** Opening DATASET ENTRIES block **

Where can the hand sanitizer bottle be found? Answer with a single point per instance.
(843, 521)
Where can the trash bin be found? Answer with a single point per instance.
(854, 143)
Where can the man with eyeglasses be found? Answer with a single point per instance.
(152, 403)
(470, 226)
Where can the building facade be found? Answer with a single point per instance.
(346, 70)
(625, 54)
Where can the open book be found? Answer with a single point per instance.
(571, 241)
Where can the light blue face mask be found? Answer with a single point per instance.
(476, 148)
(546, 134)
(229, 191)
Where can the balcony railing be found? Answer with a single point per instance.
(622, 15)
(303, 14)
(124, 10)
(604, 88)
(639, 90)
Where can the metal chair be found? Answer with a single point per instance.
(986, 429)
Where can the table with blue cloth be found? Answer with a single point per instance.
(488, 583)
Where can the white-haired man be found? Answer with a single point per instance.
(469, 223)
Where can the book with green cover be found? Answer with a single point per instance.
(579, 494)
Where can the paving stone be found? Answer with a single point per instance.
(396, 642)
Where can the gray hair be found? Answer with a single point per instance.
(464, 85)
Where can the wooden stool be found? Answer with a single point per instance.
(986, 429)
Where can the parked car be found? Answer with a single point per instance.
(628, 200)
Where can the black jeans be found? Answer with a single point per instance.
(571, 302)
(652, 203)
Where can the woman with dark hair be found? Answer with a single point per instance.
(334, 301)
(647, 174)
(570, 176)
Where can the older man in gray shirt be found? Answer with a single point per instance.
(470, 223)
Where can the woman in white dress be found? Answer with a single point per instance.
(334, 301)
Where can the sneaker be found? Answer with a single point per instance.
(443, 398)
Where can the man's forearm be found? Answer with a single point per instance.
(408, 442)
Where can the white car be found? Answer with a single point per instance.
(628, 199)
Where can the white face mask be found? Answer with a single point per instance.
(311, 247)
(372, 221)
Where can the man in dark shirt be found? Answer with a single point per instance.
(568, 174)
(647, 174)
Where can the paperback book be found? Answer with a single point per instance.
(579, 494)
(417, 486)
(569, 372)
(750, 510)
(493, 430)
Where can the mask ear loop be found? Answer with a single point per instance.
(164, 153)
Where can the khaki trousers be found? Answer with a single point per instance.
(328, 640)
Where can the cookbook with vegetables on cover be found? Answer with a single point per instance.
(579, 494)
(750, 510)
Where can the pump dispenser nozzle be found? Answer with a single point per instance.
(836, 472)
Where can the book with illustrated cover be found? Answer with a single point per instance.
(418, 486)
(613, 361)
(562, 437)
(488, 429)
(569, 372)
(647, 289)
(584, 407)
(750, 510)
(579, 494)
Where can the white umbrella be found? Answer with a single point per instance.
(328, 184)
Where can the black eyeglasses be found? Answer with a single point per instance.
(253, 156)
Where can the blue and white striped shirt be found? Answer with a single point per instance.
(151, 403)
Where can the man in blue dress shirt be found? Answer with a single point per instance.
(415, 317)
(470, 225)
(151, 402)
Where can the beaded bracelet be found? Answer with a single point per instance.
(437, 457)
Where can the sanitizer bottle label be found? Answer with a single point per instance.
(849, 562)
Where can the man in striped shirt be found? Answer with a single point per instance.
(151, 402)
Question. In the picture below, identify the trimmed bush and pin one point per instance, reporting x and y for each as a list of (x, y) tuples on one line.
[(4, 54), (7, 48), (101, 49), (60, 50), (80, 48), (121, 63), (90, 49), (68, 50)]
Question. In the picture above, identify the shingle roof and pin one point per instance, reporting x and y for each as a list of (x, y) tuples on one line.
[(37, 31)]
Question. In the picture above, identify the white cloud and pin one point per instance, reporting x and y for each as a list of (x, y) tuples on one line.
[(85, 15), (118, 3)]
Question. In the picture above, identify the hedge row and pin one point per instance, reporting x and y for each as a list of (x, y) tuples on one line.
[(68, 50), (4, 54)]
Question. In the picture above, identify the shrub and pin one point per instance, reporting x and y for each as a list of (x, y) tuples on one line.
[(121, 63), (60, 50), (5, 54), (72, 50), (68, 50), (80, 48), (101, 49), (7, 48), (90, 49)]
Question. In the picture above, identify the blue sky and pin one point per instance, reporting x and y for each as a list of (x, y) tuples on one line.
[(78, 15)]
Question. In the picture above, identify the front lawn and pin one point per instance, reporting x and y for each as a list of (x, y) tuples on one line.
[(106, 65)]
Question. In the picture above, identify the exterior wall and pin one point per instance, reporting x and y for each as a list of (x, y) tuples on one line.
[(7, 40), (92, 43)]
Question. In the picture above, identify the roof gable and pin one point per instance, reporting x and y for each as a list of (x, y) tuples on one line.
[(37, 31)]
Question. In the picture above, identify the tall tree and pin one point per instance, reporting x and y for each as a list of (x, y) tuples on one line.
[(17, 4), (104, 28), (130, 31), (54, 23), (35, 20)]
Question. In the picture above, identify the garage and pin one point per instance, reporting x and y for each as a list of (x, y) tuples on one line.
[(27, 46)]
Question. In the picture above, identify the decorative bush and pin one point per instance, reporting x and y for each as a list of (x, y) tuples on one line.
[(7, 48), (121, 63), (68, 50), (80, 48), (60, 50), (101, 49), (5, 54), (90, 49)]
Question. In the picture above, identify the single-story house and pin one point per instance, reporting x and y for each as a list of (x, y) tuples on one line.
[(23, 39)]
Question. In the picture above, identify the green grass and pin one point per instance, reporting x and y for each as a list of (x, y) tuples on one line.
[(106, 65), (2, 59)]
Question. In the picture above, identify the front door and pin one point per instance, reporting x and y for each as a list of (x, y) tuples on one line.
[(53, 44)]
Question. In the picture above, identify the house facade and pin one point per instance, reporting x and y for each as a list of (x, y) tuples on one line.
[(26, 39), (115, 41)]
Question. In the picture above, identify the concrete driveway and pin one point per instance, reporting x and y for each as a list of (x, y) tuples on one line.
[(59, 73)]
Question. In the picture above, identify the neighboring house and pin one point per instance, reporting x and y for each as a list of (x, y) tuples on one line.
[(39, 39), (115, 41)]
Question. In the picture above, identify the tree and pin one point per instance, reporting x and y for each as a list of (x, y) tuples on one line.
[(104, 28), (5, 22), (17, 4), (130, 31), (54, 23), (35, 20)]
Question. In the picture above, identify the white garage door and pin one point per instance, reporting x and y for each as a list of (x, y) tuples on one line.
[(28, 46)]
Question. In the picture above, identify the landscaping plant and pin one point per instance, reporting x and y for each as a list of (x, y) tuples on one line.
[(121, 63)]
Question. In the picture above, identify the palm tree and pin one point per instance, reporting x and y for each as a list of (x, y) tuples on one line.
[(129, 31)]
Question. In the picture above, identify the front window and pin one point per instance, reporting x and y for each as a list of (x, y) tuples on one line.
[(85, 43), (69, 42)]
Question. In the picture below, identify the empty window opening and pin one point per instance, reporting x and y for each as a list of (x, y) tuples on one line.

** Closing DATASET ENTRIES block **

From beginning to end, the data must be duplicated exactly.

> WRITTEN ANSWER
Where can the hand sanitizer bottle be found? Answer with a single point per instance.
(843, 521)
Where can the trash bin be found? Answer with a single point per instance.
(854, 143)
Where can the man with eyeglasses be found? Answer with a single point per instance.
(152, 403)
(470, 226)
Where can the building facade be found? Answer with a single point per instance.
(346, 70)
(625, 54)
Where can the open book be found? Answer with a single point per instance.
(571, 241)
Where can the light blue face mask be found? Answer with a single point per instance.
(476, 148)
(546, 134)
(229, 191)
Where can the balcony railing be found? Answer with a single point per instance.
(622, 15)
(303, 14)
(124, 10)
(604, 88)
(639, 90)
Where can the metal chair be found? Answer with a single point per instance.
(986, 429)
Where can the table with blue cloth be found? Answer with a single point per instance.
(488, 583)
Where can the white-haired man be found? Answer with a single point per instance.
(469, 223)
Where can the book with green cover be found? Answer with a single point per instance.
(579, 494)
Where can the paving stone be found? Answer with a single point per instance.
(396, 642)
Where can the gray hair be found? Answer with a single point per instance.
(464, 85)
Where can the wooden stool be found? Answer with a single point per instance.
(986, 429)
Where can the parked car be found? Answer with a single point per instance.
(628, 200)
Where can the black jeans be found? Answer with a single point per instance.
(571, 302)
(652, 203)
Where can the woman with dark hair be found? Answer with a single point per instance.
(334, 301)
(647, 174)
(570, 176)
Where can the older man in gray shirt be found? Answer with a single point per instance.
(470, 223)
Where can the woman in white dress be found? Answer with a single point per instance.
(334, 301)
Where can the sneaker be found? Answer with a single point per instance.
(443, 398)
Where can the man's forearm be found? Answer with a single point per instance.
(408, 442)
Where can the white car be found? Answer with a single point per instance.
(628, 199)
Where can the white face mask be found? Answer with a single point per instance.
(311, 247)
(372, 221)
Where can the man in dark shirt be found? Answer with a single point per instance.
(568, 174)
(647, 174)
Where can the paperback book be found? Answer with a single point per instance.
(579, 494)
(417, 486)
(569, 372)
(750, 510)
(493, 430)
Where can the mask ear loop be found? Answer with a single point per instance.
(164, 153)
Where can the khaki trousers be found? Answer with a single point per instance.
(328, 640)
Where can the cookbook with vegetables on cover be found? Answer with a single point per instance.
(579, 494)
(750, 510)
Where can the pump dispenser nozzle be found? Answer with a single point per instance.
(836, 472)
Where can the book with illustrated cover be found? Answer with a single point per instance.
(418, 486)
(613, 361)
(562, 437)
(488, 429)
(569, 372)
(647, 289)
(584, 407)
(750, 510)
(579, 494)
Where can the white umbrella be found? Answer with a single point per instance.
(328, 184)
Where can the black eyeglasses be found? Answer with a single point per instance.
(253, 156)
Where can the blue and white striped shirt be found? Answer with a single point per instance.
(151, 403)
Where can the man in blue dress shirt be found? Answer with a single point per instance.
(415, 317)
(470, 225)
(151, 402)
Where can the beaded bracelet be found? Answer with a single point per instance.
(437, 457)
Where can the sanitizer bottle label be found? Answer with a single point per instance.
(849, 562)
Where can the man in striped shirt be found? Answer with a single point per instance.
(151, 402)
Question. In the picture below, identify the trimmed bush and pin one point per instance, reporting x and y for each as a list of (x, y) tuples on one line.
[(4, 54), (7, 48), (101, 49), (60, 50), (80, 48), (121, 63), (90, 49), (68, 50)]
Question. In the picture above, identify the shingle roof and pin one point per instance, reporting x and y for each as a list of (x, y) tuples on one line.
[(37, 31)]
Question. In the picture above, identify the white cloud and pin one point per instance, reporting x and y for each as a list of (x, y) tuples on one line.
[(85, 15), (118, 3)]
Question. In the picture above, identify the hedge row and pin one point per instance, reporting x and y for each as a list of (x, y) tuples on one line.
[(68, 50), (4, 54)]
Question. In the picture above, identify the shrub and pin one point per instance, reporting x and y for each as a list of (x, y) tuples on one line.
[(121, 63), (60, 50), (5, 54), (72, 50), (68, 50), (80, 48), (101, 49), (7, 48), (90, 49)]
Question. In the picture above, identify the blue sky and pin one point per instance, reporting x and y for each as a list of (x, y) tuples on one line.
[(78, 15)]
Question. In the picture above, identify the front lawn and pin one point per instance, reporting x and y for each as a list of (x, y) tuples on one line.
[(106, 65)]
Question. In the picture above, identify the exterior wall and pin one point per instance, reporting x and y for each as a list of (x, y) tuples on one line.
[(7, 40), (92, 43)]
Question. In the picture above, identify the roof gable and pin one point per instance, reporting x and y for each as a list of (x, y) tuples on one line.
[(37, 31)]
Question. In the picture above, identify the tall tree and pin one point per instance, reporting x and y for each as a list of (x, y) tuples on one line.
[(17, 4), (104, 28), (130, 31), (54, 23), (35, 20)]
Question. In the picture above, identify the garage and pin one point per instance, reporting x and y for each as a list of (x, y) tuples on one line.
[(27, 46)]
Question. In the picture above, identify the decorative bush and pin one point per instance, reporting x and y for each as a list of (x, y) tuples on one line.
[(7, 48), (121, 63), (68, 50), (80, 48), (60, 50), (101, 49), (5, 54), (90, 49)]
Question. In the picture above, identify the single-story house and pin one point per instance, reporting x and y for each as a list of (x, y) tuples on one line.
[(23, 39)]
Question. In the picture above, identify the green grass and pin one point per instance, reporting x and y for each as a list of (x, y) tuples on one line.
[(106, 65), (2, 59)]
Question. In the picture above, identify the front door and pin one point per instance, reporting x and y for each as a list of (x, y) tuples on one line.
[(53, 44)]
Question. In the picture above, identify the house facade and pin one point per instance, reporting x and y for each as a list of (x, y) tuples on one line.
[(26, 39), (115, 41)]
Question. In the picture above, identify the concrete driveway and pin one point per instance, reporting x and y for each as a list of (x, y) tuples on one line.
[(59, 73)]
Question. In the picture above, identify the neighboring house and pin one point per instance, reporting x and y for each as a list of (x, y) tuples on one line.
[(39, 39), (115, 41)]
Question. In the picture above, identify the tree and pin one point per instance, reporting x and y for each as a list of (x, y) tuples on one line.
[(104, 28), (5, 22), (17, 4), (130, 31), (54, 23), (35, 20)]
Question. In the picture above, identify the white garage door and pin one point per instance, reporting x and y for each as a list of (x, y) tuples on one line.
[(28, 46)]
Question. In the picture above, identify the landscaping plant and pin one point per instance, reporting x and y for each as a list of (x, y) tuples on one line.
[(121, 63)]
Question. In the picture above, identify the palm tree and pin one point per instance, reporting x and y for each as a list of (x, y) tuples on one line.
[(129, 31)]
Question. In the picture above, identify the front window and pin one point per instance, reporting x and y for each as a list of (x, y) tuples on one line.
[(85, 43), (69, 42)]
Question. In the picture below, identify the empty window opening and pin one point per instance, reporting x and y for each as a list of (x, y) tuples on one line.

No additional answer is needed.